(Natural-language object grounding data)
════════════════════
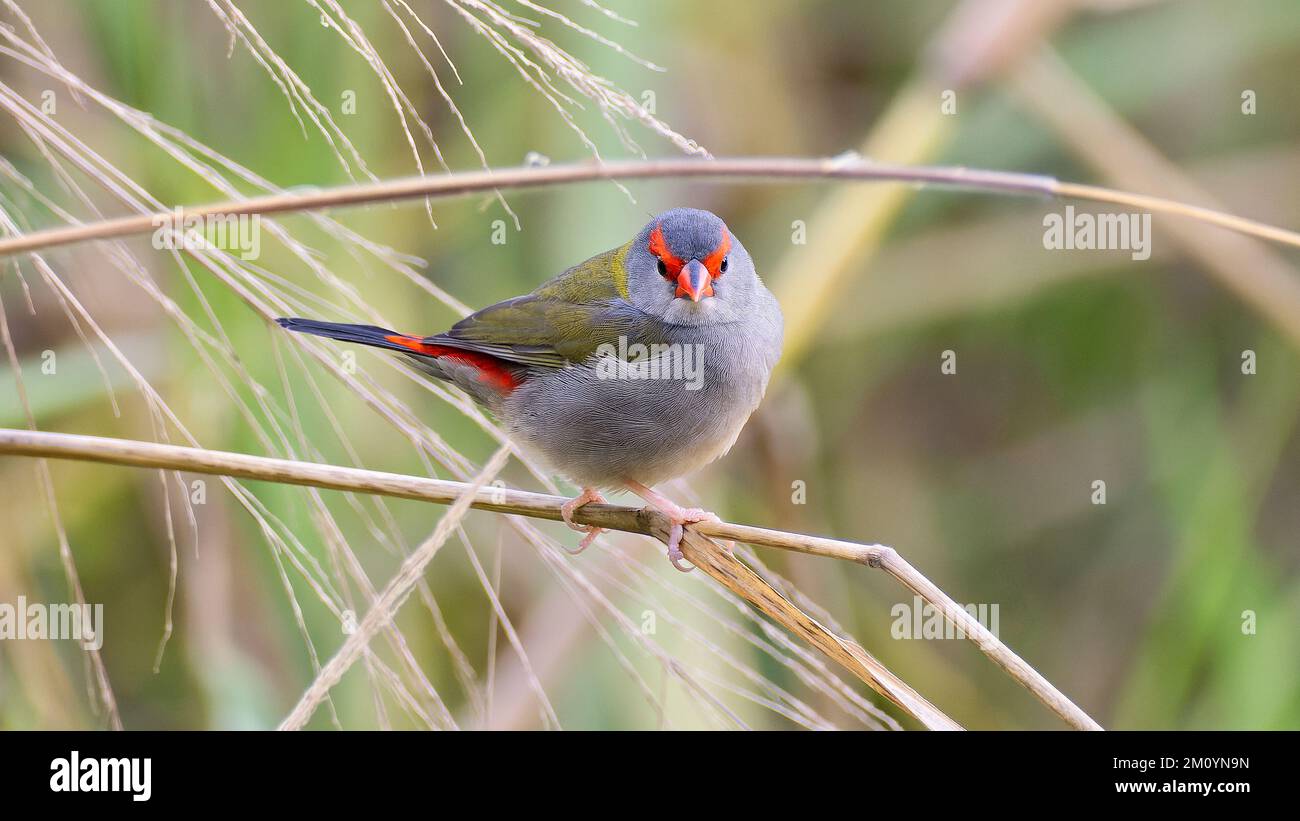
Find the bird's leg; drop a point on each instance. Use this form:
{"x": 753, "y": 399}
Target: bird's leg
{"x": 676, "y": 515}
{"x": 589, "y": 494}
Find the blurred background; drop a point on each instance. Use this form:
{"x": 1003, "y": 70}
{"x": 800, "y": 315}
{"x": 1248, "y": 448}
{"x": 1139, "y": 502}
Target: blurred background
{"x": 1169, "y": 600}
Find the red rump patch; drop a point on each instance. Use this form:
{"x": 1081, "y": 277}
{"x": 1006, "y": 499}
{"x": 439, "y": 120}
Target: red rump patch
{"x": 490, "y": 369}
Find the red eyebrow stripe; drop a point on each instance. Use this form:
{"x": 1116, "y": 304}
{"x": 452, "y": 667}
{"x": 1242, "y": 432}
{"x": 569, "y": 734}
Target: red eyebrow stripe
{"x": 714, "y": 260}
{"x": 490, "y": 369}
{"x": 659, "y": 247}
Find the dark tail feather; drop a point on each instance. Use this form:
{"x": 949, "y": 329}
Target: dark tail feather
{"x": 360, "y": 334}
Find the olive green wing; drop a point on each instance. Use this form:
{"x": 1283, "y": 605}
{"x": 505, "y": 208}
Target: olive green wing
{"x": 563, "y": 321}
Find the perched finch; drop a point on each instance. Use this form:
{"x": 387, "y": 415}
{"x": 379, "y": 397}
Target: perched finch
{"x": 633, "y": 368}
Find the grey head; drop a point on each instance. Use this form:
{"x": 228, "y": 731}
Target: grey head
{"x": 687, "y": 268}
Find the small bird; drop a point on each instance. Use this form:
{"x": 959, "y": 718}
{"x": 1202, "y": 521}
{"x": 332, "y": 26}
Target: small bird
{"x": 633, "y": 368}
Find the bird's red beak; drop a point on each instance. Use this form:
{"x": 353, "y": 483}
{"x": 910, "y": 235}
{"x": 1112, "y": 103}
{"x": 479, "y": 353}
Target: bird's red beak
{"x": 694, "y": 281}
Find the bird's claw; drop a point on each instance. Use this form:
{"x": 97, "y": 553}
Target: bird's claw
{"x": 675, "y": 555}
{"x": 586, "y": 496}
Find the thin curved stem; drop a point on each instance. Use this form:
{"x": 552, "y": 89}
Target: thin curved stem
{"x": 752, "y": 169}
{"x": 697, "y": 546}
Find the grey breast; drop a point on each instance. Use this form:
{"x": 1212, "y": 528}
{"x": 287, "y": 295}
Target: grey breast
{"x": 658, "y": 418}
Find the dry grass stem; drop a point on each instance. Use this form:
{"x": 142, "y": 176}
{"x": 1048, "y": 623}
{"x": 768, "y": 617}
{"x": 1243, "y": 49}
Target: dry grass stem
{"x": 702, "y": 551}
{"x": 768, "y": 169}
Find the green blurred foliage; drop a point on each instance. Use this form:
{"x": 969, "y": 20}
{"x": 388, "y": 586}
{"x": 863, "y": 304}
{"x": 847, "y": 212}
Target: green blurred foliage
{"x": 1117, "y": 370}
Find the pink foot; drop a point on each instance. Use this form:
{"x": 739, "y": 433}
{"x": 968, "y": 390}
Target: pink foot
{"x": 677, "y": 516}
{"x": 588, "y": 495}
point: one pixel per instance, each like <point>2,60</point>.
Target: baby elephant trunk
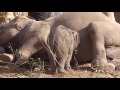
<point>76,39</point>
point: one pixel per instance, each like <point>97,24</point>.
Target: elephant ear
<point>21,23</point>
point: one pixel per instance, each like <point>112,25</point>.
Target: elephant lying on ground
<point>91,47</point>
<point>31,36</point>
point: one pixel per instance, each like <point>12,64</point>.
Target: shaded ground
<point>83,71</point>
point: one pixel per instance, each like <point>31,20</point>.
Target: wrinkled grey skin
<point>31,36</point>
<point>88,49</point>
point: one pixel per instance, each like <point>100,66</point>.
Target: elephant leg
<point>52,62</point>
<point>28,48</point>
<point>99,53</point>
<point>67,64</point>
<point>62,56</point>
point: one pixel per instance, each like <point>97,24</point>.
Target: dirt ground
<point>40,71</point>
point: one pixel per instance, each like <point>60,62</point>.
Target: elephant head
<point>11,29</point>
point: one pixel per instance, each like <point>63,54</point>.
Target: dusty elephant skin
<point>31,36</point>
<point>91,47</point>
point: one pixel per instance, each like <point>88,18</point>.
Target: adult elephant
<point>90,47</point>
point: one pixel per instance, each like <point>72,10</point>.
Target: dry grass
<point>83,71</point>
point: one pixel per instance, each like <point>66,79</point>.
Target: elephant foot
<point>108,67</point>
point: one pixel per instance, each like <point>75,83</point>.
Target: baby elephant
<point>29,37</point>
<point>62,43</point>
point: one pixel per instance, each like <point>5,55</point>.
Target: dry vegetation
<point>42,71</point>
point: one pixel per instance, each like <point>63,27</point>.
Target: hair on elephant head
<point>11,29</point>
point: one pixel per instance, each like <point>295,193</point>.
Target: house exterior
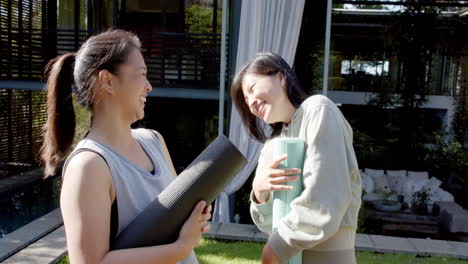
<point>182,48</point>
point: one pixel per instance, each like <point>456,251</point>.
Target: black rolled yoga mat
<point>161,221</point>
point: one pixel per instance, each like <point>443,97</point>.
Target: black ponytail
<point>59,129</point>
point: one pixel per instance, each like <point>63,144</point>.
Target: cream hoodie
════════════════════
» Work request:
The records above need to be reproduced exactly, with all images omitted.

» Result below:
Find the bird's leg; drop a point on each instance. Use this form:
{"x": 753, "y": 399}
Target: bird's leg
{"x": 676, "y": 515}
{"x": 589, "y": 494}
Find the blurred background; drop a point on each instance. Use this form:
{"x": 1003, "y": 70}
{"x": 800, "y": 315}
{"x": 1248, "y": 448}
{"x": 1139, "y": 502}
Target: blurred background
{"x": 1169, "y": 600}
Find the red rump patch; drop a point on each instance. Use this form:
{"x": 1081, "y": 277}
{"x": 1006, "y": 499}
{"x": 439, "y": 120}
Target: red rump patch
{"x": 490, "y": 369}
Find the red eyebrow stripe; drop a point on each instance. Use this form:
{"x": 1116, "y": 304}
{"x": 452, "y": 667}
{"x": 1242, "y": 432}
{"x": 569, "y": 734}
Target: red eyebrow stripe
{"x": 714, "y": 260}
{"x": 490, "y": 369}
{"x": 659, "y": 247}
Find the dark tail feather; drop a point on each instance. Use this form:
{"x": 949, "y": 329}
Target: dark tail feather
{"x": 360, "y": 334}
Find the olive green wing; drop a point on each instance. Use this form:
{"x": 1283, "y": 605}
{"x": 505, "y": 208}
Target: olive green wing
{"x": 563, "y": 321}
Find the perched finch; drop a point on each instance. Use this form:
{"x": 387, "y": 415}
{"x": 379, "y": 397}
Target: perched finch
{"x": 633, "y": 368}
Find the grey head; drop a point on each instance. Use this form:
{"x": 228, "y": 731}
Target: grey head
{"x": 687, "y": 268}
Find the small bird; drop a point on each instance. Use this form:
{"x": 959, "y": 718}
{"x": 1202, "y": 521}
{"x": 332, "y": 26}
Target: small bird
{"x": 633, "y": 368}
Find the bird's red beak; drop a point on each instance. Use this form:
{"x": 353, "y": 483}
{"x": 910, "y": 235}
{"x": 1112, "y": 103}
{"x": 479, "y": 353}
Target: bird's red beak
{"x": 694, "y": 281}
Find the bird's claw; drop a point on each instance. Use this form:
{"x": 97, "y": 553}
Target: bird's claw
{"x": 675, "y": 555}
{"x": 586, "y": 496}
Find the thin curved stem; drop a point on each instance. Use this form:
{"x": 552, "y": 89}
Target: thin curved stem
{"x": 752, "y": 169}
{"x": 697, "y": 546}
Find the grey breast; drop a point on each instance. Use this form:
{"x": 1212, "y": 528}
{"x": 287, "y": 295}
Target: grey breast
{"x": 658, "y": 418}
Find the dry grass stem; drop a point on each instance. Use this form:
{"x": 142, "y": 176}
{"x": 1048, "y": 623}
{"x": 768, "y": 617}
{"x": 1243, "y": 49}
Target: dry grass stem
{"x": 702, "y": 551}
{"x": 768, "y": 169}
Find the green blurred foliage; drop a point on each instance. Use this form:
{"x": 969, "y": 20}
{"x": 388, "y": 586}
{"x": 863, "y": 304}
{"x": 847, "y": 212}
Target: green blurred foliage
{"x": 1117, "y": 370}
Find the pink foot; drop a point on each instance. Use this form:
{"x": 739, "y": 433}
{"x": 968, "y": 390}
Target: pink foot
{"x": 677, "y": 516}
{"x": 588, "y": 495}
point: one pixel per instance, each like <point>2,60</point>.
Target: baby elephant trunk
<point>76,39</point>
point: one pixel per instance, each like <point>97,24</point>.
Target: elephant ear
<point>21,23</point>
point: one pixel per instance, each like <point>112,25</point>.
Target: elephant lying on ground
<point>91,47</point>
<point>31,36</point>
point: one pixel per instance, each like <point>12,64</point>.
Target: shaded ground
<point>83,71</point>
point: one pixel per instance, each like <point>31,20</point>.
Target: wrinkled grey skin
<point>31,36</point>
<point>88,49</point>
point: one pixel per instance, each like <point>100,66</point>.
Target: elephant leg
<point>52,62</point>
<point>28,48</point>
<point>99,53</point>
<point>67,64</point>
<point>62,56</point>
point: one pixel per instance, each like <point>97,24</point>.
Target: dirt ground
<point>40,71</point>
point: one pixel per instance, each like <point>60,62</point>.
Target: elephant head
<point>11,29</point>
point: one pixel per instance, each like <point>63,54</point>.
Target: dusty elephant skin
<point>31,36</point>
<point>91,47</point>
point: one pixel per instance, each like <point>88,18</point>.
Target: adult elephant
<point>90,47</point>
point: one pixel per instance, each like <point>72,10</point>.
Target: dry grass
<point>83,71</point>
point: one pixel per instance, each like <point>66,79</point>.
Target: elephant foot
<point>108,67</point>
point: one pixel per instance, each like <point>75,83</point>.
Target: baby elephant
<point>29,37</point>
<point>62,43</point>
point: one pixel per instance, each like <point>5,55</point>.
Target: dry vegetation
<point>42,71</point>
point: one pixel per instance, each like <point>63,27</point>.
Target: hair on elephant head
<point>11,29</point>
point: one pixel per instance, each like <point>295,193</point>.
Target: house exterior
<point>182,48</point>
point: one pixel per instance, each like <point>456,251</point>.
Target: black rolled yoga mat
<point>161,221</point>
point: one pixel per instance, each like <point>443,97</point>.
Target: black ponytail
<point>59,129</point>
point: one pixel per instance, each like <point>63,144</point>.
Target: cream hoodie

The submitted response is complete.